Task to complete: List every line in the records below that contains the word "open", copying each one in full.

########

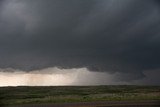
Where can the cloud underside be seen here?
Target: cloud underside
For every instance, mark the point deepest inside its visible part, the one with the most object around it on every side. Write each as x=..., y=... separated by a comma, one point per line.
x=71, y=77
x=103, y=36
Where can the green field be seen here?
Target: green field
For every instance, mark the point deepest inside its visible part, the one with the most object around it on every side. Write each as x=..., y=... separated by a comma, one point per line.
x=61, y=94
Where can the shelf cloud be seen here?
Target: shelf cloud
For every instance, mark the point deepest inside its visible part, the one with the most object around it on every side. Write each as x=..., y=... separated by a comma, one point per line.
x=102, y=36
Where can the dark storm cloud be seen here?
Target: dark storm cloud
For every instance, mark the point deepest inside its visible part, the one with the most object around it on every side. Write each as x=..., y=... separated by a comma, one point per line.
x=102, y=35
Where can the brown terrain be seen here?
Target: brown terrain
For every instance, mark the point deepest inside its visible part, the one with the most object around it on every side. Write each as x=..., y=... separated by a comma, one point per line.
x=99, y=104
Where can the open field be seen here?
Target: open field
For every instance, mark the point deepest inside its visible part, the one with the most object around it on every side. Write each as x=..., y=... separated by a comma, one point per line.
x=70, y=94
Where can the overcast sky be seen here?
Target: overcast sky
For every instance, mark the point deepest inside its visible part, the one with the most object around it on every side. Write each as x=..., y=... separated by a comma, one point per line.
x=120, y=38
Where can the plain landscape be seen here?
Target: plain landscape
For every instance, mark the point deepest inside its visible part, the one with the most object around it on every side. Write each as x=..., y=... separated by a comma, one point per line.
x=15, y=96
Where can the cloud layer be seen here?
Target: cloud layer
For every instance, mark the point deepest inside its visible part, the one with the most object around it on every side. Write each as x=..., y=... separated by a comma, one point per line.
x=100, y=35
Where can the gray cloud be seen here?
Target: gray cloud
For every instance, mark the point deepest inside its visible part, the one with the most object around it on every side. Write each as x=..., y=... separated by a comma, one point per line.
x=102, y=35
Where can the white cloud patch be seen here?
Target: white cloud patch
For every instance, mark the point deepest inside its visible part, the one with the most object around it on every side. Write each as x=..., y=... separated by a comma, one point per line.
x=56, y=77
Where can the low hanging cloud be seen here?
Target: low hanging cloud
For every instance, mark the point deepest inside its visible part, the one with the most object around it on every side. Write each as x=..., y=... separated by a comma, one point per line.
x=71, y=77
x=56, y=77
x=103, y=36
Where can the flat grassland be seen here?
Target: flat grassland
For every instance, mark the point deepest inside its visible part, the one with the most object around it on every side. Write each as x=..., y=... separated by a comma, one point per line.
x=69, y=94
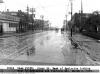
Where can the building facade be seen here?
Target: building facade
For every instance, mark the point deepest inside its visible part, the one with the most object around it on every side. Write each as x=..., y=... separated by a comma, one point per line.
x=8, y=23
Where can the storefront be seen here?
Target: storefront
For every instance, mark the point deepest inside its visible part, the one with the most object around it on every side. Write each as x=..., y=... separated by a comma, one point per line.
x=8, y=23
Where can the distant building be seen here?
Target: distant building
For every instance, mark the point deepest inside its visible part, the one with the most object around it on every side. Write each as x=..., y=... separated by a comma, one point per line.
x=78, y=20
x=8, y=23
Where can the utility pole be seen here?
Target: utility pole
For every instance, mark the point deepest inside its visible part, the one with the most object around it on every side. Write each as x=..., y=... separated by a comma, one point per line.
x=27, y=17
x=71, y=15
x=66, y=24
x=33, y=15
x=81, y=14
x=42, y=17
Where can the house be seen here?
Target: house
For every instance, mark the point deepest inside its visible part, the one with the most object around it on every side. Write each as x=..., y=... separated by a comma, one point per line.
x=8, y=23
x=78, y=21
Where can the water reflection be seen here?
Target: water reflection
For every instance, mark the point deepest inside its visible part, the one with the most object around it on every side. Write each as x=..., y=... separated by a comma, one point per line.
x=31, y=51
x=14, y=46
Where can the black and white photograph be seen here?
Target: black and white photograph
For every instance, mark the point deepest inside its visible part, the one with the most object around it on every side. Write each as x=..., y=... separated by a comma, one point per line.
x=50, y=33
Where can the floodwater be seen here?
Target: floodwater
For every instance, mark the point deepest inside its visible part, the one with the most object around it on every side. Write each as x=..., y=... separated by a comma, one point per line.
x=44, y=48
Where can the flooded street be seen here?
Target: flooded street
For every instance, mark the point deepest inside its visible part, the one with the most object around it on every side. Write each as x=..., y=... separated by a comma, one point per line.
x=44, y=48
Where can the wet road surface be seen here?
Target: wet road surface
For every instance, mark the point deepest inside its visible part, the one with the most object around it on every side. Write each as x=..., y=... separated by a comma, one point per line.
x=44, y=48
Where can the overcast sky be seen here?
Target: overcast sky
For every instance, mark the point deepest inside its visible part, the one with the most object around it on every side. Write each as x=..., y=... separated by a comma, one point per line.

########

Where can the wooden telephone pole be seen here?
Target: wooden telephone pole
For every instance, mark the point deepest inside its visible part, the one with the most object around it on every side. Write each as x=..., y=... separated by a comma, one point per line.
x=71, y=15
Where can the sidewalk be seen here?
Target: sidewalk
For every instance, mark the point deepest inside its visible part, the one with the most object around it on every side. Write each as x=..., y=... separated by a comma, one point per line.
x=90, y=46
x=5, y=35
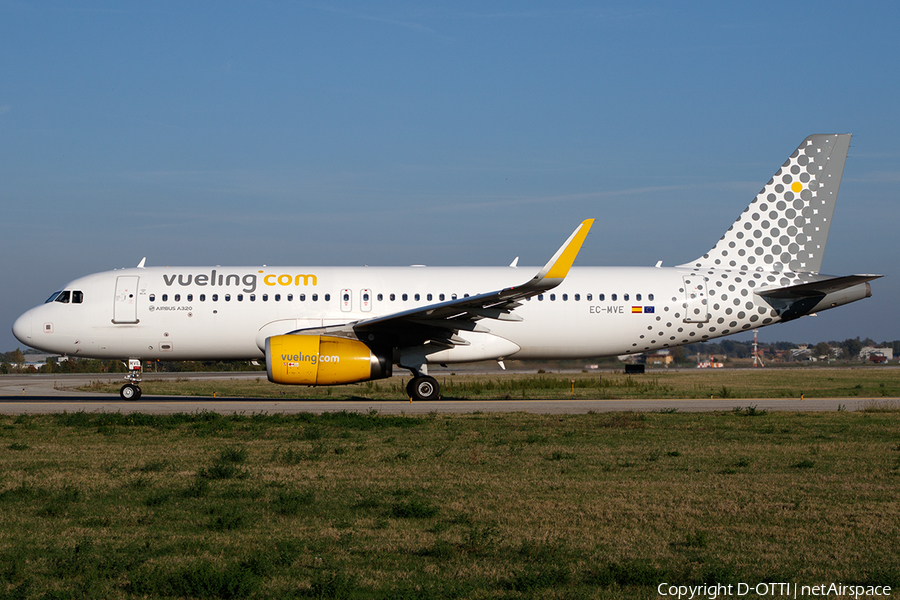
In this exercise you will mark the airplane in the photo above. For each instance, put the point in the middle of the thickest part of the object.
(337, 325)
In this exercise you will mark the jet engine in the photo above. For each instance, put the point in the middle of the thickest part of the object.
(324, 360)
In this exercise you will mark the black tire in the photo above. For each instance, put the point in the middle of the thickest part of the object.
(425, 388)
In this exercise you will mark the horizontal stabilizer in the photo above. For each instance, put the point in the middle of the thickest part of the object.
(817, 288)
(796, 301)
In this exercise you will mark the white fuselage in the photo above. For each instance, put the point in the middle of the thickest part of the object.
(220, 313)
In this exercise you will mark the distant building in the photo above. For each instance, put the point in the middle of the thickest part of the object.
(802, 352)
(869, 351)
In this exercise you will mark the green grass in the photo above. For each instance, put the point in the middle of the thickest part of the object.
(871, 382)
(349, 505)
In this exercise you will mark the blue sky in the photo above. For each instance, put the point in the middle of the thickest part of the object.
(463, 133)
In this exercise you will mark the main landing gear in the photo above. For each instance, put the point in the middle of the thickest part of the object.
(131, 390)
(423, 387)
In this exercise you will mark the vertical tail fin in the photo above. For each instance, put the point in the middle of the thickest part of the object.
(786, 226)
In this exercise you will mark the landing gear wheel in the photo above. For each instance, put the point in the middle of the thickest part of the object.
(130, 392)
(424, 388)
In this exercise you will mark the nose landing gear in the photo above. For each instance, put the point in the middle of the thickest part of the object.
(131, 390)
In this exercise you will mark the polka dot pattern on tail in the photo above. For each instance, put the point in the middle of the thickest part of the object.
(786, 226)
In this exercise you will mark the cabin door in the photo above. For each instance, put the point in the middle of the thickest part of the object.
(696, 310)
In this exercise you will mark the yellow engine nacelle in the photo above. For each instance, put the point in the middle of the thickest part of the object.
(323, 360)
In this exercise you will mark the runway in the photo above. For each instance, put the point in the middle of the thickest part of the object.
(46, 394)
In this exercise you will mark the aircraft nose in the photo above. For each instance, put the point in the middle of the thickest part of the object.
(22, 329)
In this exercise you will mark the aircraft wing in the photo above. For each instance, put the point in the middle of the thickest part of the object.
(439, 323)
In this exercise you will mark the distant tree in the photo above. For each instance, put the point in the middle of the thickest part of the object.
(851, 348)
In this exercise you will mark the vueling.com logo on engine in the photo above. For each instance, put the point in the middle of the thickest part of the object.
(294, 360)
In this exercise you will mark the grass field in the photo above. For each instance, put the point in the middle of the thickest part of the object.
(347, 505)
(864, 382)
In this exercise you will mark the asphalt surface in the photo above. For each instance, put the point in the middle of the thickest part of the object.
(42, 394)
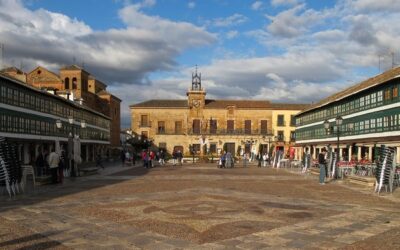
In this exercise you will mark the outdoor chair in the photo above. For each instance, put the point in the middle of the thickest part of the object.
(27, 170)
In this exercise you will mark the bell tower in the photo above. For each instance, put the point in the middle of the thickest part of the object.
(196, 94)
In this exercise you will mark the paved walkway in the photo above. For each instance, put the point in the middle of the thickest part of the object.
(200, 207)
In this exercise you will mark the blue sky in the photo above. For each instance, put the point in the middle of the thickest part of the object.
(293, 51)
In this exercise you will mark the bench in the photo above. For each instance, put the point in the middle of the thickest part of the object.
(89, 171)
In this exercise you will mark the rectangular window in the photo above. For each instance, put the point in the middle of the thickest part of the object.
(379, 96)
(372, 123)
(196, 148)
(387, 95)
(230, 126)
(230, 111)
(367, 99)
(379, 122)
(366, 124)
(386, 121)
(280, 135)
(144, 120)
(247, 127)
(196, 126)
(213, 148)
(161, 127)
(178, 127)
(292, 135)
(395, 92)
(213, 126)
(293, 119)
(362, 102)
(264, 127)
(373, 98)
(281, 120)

########

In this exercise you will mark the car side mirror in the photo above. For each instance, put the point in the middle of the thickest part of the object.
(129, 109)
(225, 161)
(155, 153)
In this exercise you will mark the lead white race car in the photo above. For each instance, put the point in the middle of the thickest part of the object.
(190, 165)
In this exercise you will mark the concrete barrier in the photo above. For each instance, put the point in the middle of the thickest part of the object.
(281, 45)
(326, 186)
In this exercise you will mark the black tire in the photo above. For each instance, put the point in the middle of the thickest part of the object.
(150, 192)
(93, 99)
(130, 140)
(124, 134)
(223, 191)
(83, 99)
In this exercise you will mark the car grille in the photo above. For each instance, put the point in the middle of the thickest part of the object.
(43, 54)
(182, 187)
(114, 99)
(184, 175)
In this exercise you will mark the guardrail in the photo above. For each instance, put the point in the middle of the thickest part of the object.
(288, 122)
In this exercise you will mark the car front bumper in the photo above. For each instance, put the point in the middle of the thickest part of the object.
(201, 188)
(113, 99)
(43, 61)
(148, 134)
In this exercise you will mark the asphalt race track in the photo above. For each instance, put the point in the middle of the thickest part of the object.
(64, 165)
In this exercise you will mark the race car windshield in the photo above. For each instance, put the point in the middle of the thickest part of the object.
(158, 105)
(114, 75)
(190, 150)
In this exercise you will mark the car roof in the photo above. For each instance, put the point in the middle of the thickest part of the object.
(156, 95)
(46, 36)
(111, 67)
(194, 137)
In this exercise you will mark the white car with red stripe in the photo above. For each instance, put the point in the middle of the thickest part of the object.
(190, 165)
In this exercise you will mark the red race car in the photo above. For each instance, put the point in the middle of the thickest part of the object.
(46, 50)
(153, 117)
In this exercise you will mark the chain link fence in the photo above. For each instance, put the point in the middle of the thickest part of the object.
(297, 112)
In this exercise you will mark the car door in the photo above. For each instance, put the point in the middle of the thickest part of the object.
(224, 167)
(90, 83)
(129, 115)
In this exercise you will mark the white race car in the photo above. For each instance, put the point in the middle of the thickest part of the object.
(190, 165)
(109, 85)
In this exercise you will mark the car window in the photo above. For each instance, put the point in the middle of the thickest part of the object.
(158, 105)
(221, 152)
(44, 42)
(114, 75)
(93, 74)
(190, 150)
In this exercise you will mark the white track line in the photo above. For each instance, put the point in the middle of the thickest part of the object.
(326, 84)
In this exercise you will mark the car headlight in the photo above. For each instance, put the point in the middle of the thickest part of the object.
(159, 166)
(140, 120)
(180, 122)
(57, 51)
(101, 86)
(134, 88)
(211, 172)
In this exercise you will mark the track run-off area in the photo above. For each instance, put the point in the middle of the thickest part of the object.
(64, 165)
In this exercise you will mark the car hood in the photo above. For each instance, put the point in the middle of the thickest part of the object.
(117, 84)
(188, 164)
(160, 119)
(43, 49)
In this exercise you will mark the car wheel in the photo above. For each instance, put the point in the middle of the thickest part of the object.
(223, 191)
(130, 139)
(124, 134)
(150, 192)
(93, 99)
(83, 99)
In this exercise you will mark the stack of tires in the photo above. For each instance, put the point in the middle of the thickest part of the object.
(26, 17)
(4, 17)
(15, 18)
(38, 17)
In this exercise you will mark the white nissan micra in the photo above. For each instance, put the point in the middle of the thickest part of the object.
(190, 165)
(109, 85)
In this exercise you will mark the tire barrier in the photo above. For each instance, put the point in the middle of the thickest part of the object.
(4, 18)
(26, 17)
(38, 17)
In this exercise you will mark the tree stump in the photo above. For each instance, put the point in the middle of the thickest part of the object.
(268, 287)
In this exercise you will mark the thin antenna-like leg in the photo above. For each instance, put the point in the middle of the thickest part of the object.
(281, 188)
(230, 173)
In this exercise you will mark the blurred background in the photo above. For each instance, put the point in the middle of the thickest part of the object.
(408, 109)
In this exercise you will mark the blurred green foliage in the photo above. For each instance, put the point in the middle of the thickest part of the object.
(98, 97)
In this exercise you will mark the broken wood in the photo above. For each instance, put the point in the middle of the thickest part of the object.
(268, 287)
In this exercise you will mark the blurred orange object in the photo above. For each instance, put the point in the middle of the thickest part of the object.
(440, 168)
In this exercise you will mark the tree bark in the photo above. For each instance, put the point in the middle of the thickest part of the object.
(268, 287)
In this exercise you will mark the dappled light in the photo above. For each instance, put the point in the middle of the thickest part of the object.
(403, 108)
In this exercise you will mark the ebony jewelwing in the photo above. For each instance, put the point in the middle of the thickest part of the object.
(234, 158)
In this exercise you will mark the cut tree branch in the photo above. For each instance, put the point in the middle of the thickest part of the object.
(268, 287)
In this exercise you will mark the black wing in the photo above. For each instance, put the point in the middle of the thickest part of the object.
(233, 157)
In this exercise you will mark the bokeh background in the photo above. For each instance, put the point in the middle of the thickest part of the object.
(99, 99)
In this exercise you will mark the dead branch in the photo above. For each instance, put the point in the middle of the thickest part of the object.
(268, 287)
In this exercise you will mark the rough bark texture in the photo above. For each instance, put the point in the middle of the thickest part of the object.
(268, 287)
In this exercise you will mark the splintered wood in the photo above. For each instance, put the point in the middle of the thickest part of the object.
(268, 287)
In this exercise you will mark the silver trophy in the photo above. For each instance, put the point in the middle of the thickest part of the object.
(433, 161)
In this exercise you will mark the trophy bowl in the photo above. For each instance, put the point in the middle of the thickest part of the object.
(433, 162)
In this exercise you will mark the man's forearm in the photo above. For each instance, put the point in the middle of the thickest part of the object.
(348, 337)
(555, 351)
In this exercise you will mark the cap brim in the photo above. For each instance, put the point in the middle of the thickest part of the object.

########

Result for this exercise:
Where can the open field be seen here?
Target: open field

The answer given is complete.